▶ **Tasks**:
A: From the article on unsafe sex in the US, extract the passage from "Dr Shahul Ebrahim" up to and including "of sex-related mortality.".
B: In the article on unsafe sex in the US, which journal reported the researchers' findings?

▶ **Passage**:
Unsafe sex taxes health in the US

Feb 01, 2005

THE public health burden related to unsafe sexual activity is three times higher in the US than in other developed nations, according to researchers at the Centres for Disease Control and Prevention.

THE public health burden related to unsafe sexual activity is three times higher in the US than in other developed nations, according to researchers at the Centres for Disease Control and Prevention.

Nearly all the premature deaths and adverse health consequences are preventable, the investigators maintain.

Dr Shahul Ebrahim and colleagues in Atlanta, Georgia, point out sexual behaviour can lead to a variety of harmful consequences, such as unintended pregnancies. They compiled data from the US Burden of Disease Study for 1996 to estimate mortality attributable to sexual behaviour.

Included in their calculations were all major sexually transmitted diseases and the proportion of conditions such as infertility, abortion, HIV and viral hepatitis attributable to unsafe sex.

As reported in the journal Sexually Transmitted Infections, they found nearly 20 million cases of adverse health conditions (7,532 per 100,000 population) and 30,000 deaths (1.3 percent of US deaths) were a consequence of unsafe sexual behaviour.

The majority of this public health burden falls on women — 62 percent of behaviour-related adverse health events. Cervical cancer was the leading cause of sex-related mortality.
Men suffered the majority of deaths (66 percent), primarily from HIV.

“Interventions among adolescents to delay age at first sexual contact and use of hepatitis B vaccine, treatment of curable STDs and correct use of condoms and contraceptives can reduce the sexual behaviour related public health burden,” Ebrahim’s group writes.

(Source records)
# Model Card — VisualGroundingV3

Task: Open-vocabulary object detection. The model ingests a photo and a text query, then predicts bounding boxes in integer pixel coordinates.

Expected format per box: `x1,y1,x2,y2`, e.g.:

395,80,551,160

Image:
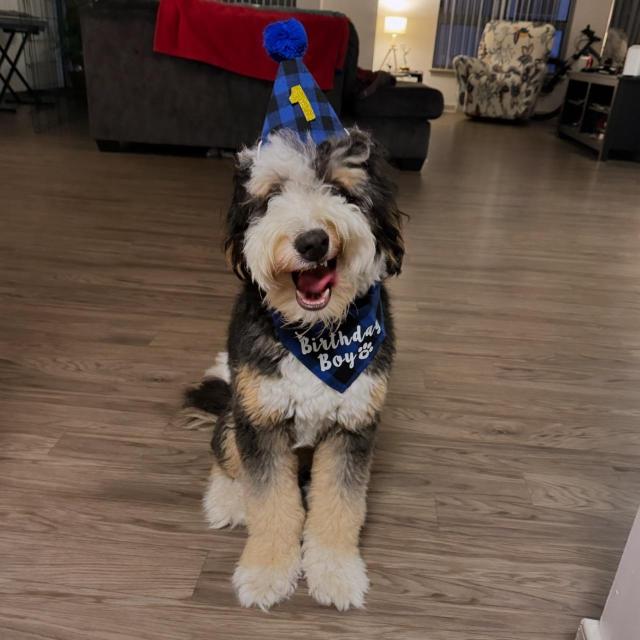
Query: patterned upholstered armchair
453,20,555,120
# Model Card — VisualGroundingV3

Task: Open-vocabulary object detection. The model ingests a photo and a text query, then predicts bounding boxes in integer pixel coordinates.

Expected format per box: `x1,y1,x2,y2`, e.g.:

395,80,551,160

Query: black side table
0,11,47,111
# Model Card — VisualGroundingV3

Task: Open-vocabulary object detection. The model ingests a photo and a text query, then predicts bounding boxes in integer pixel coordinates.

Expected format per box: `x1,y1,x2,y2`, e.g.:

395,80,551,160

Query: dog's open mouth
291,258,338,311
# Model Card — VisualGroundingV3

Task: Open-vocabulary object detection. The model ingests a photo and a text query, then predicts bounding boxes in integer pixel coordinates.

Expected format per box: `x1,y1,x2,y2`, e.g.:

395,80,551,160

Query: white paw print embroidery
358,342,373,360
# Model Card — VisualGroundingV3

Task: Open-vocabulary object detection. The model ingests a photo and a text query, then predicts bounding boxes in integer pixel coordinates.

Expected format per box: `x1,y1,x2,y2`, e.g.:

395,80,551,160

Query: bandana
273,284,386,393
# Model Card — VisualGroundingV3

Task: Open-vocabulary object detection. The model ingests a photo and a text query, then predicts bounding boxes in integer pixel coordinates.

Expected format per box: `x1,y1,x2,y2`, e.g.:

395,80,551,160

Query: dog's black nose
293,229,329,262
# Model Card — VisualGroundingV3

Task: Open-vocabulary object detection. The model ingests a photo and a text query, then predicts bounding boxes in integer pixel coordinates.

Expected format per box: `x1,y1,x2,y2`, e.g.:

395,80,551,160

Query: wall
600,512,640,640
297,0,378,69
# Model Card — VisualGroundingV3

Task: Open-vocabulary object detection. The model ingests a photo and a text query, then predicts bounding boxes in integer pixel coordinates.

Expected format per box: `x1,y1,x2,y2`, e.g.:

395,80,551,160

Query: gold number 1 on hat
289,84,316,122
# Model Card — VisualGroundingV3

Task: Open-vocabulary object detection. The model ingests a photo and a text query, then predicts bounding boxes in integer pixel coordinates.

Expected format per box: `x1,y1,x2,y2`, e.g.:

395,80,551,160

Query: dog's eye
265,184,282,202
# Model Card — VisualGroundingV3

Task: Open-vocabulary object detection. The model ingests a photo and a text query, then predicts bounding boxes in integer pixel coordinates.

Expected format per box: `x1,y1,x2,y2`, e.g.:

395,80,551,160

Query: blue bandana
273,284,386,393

---

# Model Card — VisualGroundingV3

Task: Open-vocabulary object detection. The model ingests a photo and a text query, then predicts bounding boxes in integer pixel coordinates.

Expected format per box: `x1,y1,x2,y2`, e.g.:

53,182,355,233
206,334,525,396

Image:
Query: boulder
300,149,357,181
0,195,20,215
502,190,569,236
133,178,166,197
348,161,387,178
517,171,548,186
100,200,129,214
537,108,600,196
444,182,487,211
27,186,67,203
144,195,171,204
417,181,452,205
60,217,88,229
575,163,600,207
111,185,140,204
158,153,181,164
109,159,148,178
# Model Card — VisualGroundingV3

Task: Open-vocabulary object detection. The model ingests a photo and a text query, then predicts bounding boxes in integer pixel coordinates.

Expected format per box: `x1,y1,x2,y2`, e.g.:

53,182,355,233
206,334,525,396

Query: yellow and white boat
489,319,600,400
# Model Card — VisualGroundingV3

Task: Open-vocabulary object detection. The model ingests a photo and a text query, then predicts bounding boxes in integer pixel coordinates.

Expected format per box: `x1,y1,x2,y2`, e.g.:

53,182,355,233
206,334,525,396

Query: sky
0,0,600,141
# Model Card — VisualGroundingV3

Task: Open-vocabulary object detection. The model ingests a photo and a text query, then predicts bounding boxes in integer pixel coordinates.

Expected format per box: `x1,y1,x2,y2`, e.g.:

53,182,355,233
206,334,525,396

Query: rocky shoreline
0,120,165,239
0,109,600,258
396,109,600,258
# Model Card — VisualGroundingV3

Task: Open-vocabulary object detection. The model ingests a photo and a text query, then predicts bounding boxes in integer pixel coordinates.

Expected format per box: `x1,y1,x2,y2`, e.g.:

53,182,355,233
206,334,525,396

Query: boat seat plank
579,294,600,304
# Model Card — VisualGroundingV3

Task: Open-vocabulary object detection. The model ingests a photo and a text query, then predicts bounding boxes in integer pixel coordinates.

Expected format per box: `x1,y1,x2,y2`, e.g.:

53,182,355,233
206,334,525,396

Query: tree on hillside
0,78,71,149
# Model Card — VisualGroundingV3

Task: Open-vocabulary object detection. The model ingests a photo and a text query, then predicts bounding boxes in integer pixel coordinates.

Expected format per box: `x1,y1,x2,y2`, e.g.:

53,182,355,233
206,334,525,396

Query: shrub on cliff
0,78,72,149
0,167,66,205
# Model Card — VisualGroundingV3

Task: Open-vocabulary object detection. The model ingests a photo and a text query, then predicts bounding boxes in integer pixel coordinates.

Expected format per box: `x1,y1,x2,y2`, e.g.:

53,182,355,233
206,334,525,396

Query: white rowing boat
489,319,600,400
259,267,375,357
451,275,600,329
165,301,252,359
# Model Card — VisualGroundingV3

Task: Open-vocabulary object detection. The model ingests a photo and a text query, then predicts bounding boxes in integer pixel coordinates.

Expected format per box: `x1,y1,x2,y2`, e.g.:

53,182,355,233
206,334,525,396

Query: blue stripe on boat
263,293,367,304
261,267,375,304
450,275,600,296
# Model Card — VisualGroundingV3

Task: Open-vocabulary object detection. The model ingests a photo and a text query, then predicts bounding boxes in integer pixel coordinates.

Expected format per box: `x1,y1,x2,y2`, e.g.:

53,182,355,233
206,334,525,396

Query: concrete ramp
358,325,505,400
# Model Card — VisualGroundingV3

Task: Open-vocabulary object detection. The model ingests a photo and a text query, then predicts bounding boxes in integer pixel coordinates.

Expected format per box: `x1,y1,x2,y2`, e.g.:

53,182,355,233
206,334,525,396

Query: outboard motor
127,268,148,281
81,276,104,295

▶ **Per-task answers**:
A:
Dr Shahul Ebrahim and colleagues in Atlanta, Georgia, point out sexual behaviour can lead to a variety of harmful consequences, such as unintended pregnancies. They compiled data from the US Burden of Disease Study for 1996 to estimate mortality attributable to sexual behaviour.

Included in their calculations were all major sexually transmitted diseases and the proportion of conditions such as infertility, abortion, HIV and viral hepatitis attributable to unsafe sex.

As reported in the journal Sexually Transmitted Infections, they found nearly 20 million cases of adverse health conditions (7,532 per 100,000 population) and 30,000 deaths (1.3 percent of US deaths) were a consequence of unsafe sexual behaviour.

The majority of this public health burden falls on women — 62 percent of behaviour-related adverse health events. Cervical cancer was the leading cause of sex-related mortality.

B: Sexually Transmitted Infections